-------- Data --------

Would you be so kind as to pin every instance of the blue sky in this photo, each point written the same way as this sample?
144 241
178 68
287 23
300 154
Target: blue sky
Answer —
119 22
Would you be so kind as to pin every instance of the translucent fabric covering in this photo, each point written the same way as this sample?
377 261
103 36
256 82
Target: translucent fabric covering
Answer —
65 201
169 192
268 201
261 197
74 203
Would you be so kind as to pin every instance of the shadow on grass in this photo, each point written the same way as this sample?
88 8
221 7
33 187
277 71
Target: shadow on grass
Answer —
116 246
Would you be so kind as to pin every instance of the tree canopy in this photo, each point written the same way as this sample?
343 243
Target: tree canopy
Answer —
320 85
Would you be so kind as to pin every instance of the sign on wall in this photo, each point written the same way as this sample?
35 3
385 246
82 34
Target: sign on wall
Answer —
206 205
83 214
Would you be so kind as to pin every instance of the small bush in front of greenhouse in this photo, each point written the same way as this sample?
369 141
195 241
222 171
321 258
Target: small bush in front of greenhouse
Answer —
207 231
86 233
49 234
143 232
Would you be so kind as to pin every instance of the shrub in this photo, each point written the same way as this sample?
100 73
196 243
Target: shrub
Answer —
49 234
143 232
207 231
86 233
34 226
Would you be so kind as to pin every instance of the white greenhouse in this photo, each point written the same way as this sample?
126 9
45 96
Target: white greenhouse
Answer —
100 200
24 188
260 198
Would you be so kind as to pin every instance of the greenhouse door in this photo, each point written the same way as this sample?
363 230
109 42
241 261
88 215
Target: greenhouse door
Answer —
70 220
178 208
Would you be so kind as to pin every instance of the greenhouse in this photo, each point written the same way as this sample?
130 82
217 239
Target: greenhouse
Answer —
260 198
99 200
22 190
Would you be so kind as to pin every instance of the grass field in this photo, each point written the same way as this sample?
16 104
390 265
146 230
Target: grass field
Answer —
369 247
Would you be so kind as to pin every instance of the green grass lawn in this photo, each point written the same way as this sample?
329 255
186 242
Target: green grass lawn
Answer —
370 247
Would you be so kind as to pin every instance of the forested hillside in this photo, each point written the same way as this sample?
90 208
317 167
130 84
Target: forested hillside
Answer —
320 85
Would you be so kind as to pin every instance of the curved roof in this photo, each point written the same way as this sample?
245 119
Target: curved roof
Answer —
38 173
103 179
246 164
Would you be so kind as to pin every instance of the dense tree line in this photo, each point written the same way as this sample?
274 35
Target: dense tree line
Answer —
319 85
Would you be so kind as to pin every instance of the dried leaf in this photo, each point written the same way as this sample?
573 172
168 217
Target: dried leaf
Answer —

--------
-------- Data --------

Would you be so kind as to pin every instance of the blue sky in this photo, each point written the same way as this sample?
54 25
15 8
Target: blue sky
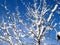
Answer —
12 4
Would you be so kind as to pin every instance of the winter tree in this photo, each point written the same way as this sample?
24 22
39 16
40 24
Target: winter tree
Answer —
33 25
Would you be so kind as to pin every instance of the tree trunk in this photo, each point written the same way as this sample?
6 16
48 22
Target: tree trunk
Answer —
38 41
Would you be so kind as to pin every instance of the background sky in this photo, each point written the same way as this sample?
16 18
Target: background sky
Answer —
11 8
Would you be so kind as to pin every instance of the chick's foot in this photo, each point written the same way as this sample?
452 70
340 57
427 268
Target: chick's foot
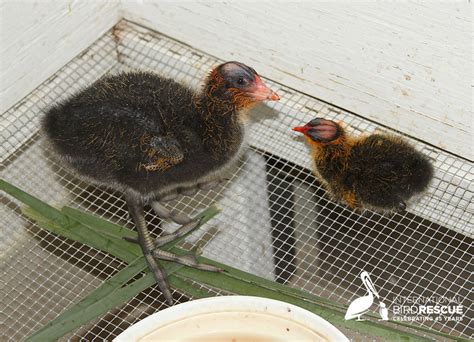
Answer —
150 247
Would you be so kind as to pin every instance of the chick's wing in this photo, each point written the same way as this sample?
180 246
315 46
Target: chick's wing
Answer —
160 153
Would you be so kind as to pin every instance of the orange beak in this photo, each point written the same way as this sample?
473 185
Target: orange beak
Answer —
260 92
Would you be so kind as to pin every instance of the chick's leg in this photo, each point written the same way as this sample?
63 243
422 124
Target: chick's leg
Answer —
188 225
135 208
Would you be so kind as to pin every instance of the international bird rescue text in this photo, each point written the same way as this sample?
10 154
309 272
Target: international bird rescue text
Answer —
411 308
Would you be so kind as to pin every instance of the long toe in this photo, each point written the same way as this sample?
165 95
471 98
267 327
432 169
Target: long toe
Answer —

--------

■ Brief:
Extract every line of the data that contains the string "sign", treating uppercase and lowercase letters as different.

■ Full answer:
Would you be so kind as to pin every instance of the sign on wall in this photo, each point written the same way as this sample?
Target: sign on wall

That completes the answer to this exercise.